Directive
Please rewrite the material from its start through the line containing "13), (94, 152)]", both ends included. Keep every line, but multiply each answer coordinate by 0.35 and round it to a whole number, with halves rounded up. Leave all other numbers and text unchanged.

===== Data listing =====

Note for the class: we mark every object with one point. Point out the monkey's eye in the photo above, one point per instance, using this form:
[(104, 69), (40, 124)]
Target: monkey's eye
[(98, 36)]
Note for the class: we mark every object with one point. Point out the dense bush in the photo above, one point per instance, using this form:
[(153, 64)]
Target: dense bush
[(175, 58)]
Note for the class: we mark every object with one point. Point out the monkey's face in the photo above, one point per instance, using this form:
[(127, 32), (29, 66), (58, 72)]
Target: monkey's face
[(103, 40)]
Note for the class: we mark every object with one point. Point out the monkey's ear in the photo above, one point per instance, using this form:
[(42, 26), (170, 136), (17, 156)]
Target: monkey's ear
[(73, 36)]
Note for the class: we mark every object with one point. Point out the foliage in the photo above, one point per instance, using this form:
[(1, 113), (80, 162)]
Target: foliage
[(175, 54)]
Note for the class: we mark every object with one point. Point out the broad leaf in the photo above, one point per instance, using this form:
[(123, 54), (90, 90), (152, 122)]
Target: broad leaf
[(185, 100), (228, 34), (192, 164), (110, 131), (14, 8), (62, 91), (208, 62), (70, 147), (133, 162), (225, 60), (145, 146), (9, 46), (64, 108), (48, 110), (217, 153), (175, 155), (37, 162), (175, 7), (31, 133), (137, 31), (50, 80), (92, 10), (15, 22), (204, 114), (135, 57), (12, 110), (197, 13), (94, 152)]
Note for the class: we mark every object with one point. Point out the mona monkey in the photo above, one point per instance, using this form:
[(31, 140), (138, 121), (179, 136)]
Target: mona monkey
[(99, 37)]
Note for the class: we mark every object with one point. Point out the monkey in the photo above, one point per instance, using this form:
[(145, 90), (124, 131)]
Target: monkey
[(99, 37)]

=====

Reply
Note for the class: we mark every object with one point. Point out the monkey's eye in the photo above, one point per instance, using this form:
[(104, 69), (40, 124)]
Target: monkey's eye
[(34, 13)]
Note for the class: we mark every object with one point. Point out the dense bush in the photo above, one point per instance, using this form:
[(153, 64)]
Target: dense bush
[(61, 20)]
Note for the class: we mark every object with one point. Point out the monkey's face in the photo above, one point per instance, using this form:
[(127, 32), (29, 66), (58, 72)]
Target: monkey's face
[(36, 14)]
Note for the class: we mark every object with one point. Point out the monkey's ear in the photo above, one point per instance, using this form:
[(42, 26), (170, 136), (17, 156)]
Target: monkey's ear
[(26, 13)]
Note for the class: we mark every object with one point. Point out the foliage in the photo above, one point per instance, using this form:
[(1, 113), (80, 162)]
Target: foliage
[(61, 19)]
Note for the class: we mark every object with one point. Point out the broad leaf in the photo above, one point per instance, using this form:
[(123, 54), (90, 90), (152, 122)]
Target: broad leaf
[(65, 35), (80, 12), (67, 57), (39, 46), (5, 3), (22, 32), (73, 22), (25, 51), (47, 57), (79, 21), (51, 51), (3, 16), (22, 38), (17, 39), (76, 54), (61, 54), (13, 57), (61, 2), (11, 47), (48, 11), (18, 28), (32, 4), (5, 8), (71, 40), (47, 20), (4, 39), (69, 5), (33, 53)]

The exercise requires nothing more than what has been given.